◆ Passage cité
Très attendues, les conclusions de la 5ème Revue du Fonds monétaire international n’ont pas tout dit, en attendant que les autorités tunisiennes dont une délégation est à pied d’œuvre à Washington pour les réunions du printemps du FM, affinent leurs positions et disent leur dernier mot sur les efforts qui leur sont demandés.
Il n’en est pas moins noté par la mission du Fonds qui vient de se conclure en Tunisie que ces efforts pour soutenir la croissance en maîtrisant l’inflation et en stabilisant la dette publique commencent à porter leurs fruits, mais l’économie reste fragile. Au demeurant, le gouvernement tunisien est conscient des risques pesant sur l’économie et s’est engagé à limiter les déséquilibres budgétaires et extérieurs en cette année électorale.
Björn Rother, qui a dirigé cette mission, a souligné que les autorités tunisiennes «s’engagent résolument dans un programme politique visant à stabiliser et à réformer l’économie, en tenant compte de la situation sociopolitique tendue à l’approche des élections législatives et présidentielle qui auront lieu plus tard cette année ».

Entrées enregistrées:
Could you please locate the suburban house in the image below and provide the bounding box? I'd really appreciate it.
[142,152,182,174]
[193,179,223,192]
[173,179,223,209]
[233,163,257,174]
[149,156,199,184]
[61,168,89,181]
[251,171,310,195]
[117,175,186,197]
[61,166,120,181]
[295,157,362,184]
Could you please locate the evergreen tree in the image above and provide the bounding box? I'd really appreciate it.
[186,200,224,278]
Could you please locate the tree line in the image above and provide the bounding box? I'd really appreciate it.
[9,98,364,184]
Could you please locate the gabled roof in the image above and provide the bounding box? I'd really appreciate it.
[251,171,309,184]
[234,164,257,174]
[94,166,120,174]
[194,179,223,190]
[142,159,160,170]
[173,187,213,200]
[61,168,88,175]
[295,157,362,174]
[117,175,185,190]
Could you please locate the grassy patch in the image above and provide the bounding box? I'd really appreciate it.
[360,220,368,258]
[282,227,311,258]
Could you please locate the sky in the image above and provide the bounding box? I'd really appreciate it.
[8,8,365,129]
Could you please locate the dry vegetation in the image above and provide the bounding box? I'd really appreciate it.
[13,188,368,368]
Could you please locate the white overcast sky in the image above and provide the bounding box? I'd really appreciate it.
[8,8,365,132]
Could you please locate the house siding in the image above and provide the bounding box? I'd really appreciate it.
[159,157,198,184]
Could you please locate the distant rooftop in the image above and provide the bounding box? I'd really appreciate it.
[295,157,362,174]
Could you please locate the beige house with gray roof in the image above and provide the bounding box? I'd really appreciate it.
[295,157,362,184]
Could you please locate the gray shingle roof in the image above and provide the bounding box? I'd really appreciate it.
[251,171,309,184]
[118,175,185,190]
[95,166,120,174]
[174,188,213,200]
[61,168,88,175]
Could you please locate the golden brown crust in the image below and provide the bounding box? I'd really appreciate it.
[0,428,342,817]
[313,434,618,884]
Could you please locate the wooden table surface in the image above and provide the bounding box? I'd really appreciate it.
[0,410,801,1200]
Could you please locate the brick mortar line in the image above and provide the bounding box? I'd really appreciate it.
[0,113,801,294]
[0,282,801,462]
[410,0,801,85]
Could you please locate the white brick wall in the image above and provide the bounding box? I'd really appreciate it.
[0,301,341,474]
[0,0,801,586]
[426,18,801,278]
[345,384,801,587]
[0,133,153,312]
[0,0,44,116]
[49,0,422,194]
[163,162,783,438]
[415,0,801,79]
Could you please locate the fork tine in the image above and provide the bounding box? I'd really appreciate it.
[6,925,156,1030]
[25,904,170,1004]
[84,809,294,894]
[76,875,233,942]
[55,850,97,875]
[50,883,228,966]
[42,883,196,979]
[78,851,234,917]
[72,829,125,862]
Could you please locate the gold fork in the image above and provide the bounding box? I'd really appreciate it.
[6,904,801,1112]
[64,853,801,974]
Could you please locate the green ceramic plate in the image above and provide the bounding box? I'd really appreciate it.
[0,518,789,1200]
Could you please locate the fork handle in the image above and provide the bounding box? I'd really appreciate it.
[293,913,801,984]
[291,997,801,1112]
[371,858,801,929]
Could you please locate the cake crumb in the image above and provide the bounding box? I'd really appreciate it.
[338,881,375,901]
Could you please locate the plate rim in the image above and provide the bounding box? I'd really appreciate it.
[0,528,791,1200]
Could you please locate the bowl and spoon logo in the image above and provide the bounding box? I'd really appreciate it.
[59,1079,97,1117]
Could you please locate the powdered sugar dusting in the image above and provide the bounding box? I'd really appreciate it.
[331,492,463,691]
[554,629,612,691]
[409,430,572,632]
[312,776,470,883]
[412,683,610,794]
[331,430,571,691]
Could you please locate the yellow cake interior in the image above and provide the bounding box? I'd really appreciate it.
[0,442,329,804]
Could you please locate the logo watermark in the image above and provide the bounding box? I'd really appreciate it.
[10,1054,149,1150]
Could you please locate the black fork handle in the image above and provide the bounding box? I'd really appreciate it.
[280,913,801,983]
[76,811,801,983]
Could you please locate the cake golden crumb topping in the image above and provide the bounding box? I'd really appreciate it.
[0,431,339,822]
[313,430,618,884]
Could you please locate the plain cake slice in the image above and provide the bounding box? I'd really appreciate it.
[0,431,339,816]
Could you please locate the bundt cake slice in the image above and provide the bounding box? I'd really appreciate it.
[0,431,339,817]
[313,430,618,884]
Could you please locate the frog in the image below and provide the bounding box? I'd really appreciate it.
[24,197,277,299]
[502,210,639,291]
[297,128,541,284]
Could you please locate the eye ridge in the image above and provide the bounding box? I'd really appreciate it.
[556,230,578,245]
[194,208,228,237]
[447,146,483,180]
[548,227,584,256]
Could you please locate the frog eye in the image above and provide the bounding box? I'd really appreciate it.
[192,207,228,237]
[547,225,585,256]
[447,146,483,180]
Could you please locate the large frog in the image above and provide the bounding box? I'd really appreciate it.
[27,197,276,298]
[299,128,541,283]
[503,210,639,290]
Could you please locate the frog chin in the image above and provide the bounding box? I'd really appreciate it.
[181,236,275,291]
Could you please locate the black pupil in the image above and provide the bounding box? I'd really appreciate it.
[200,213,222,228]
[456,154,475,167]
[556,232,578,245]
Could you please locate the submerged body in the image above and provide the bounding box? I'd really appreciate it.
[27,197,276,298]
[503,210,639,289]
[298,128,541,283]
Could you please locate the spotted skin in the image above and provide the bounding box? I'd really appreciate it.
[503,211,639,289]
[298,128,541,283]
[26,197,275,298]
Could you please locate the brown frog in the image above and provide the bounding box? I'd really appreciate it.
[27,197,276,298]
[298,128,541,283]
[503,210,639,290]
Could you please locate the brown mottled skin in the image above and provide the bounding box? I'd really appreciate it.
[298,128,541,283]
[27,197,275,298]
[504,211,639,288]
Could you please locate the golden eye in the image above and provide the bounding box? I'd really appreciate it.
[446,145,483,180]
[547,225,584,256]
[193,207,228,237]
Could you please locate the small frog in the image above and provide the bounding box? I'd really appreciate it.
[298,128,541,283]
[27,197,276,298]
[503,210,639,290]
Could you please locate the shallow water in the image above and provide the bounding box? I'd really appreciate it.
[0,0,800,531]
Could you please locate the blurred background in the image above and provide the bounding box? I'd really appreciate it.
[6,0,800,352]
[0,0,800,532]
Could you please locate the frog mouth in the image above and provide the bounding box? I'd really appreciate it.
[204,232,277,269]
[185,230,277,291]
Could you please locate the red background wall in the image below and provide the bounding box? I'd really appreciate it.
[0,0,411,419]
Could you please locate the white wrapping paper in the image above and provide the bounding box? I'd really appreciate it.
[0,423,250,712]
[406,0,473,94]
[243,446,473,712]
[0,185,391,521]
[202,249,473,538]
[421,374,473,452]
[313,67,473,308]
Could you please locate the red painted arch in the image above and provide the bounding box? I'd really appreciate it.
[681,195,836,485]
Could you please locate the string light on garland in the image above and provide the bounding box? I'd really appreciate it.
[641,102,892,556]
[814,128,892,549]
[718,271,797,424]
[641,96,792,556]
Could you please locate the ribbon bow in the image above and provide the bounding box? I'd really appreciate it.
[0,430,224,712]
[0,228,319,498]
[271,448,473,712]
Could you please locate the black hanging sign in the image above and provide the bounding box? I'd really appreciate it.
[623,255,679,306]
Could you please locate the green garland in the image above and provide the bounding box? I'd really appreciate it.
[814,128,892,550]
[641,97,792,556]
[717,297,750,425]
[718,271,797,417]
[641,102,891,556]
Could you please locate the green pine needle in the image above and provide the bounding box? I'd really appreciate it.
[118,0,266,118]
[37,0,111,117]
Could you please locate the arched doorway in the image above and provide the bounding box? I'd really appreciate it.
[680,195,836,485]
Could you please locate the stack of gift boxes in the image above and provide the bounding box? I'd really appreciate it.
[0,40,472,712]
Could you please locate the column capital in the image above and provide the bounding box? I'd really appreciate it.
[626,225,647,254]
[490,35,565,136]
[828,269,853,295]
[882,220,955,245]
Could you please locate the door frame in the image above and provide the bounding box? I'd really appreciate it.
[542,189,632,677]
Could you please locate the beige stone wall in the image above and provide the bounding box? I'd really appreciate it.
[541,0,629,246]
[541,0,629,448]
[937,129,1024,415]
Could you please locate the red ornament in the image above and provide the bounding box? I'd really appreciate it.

◆ Consignes
1. Recopiez mot pour mot le passage sur la revue du Fonds monétaire international, depuis « Très attendues, les » jusqu'à « cette année électorale. » inclus.
2. Dans le passage sur la revue du Fonds monétaire international, qui a dirigé la mission du Fonds en Tunisie ?
3. Résumez en deux phrases le passage sur la revue du Fonds monétaire international.
Les lignes ne vous serviront pas.

◆ Résultats par tâche
1.
Très attendues, les conclusions de la 5ème Revue du Fonds monétaire international n’ont pas tout dit, en attendant que les autorités tunisiennes dont une délégation est à pied d’œuvre à Washington pour les réunions du printemps du FM, affinent leurs positions et disent leur dernier mot sur les efforts qui leur sont demandés.
Il n’en est pas moins noté par la mission du Fonds qui vient de se conclure en Tunisie que ces efforts pour soutenir la croissance en maîtrisant l’inflation et en stabilisant la dette publique commencent à porter leurs fruits, mais l’économie reste fragile. Au demeurant, le gouvernement tunisien est conscient des risques pesant sur l’économie et s’est engagé à limiter les déséquilibres budgétaires et extérieurs en cette année électorale.

2. Björn Rother.

3. Selon la mission du Fonds monétaire international qui vient de se conclure en Tunisie, les efforts pour soutenir la croissance, maîtriser l'inflation et stabiliser la dette publique commencent à porter leurs fruits, mais l'économie reste fragile. Conscient des risques, le gouvernement tunisien s'est engagé à limiter les déséquilibres budgétaires et extérieurs en cette année électorale, et Björn Rother, qui a dirigé la mission, a souligné que les autorités s'engagent résolument dans un programme visant à stabiliser et à réformer l'économie.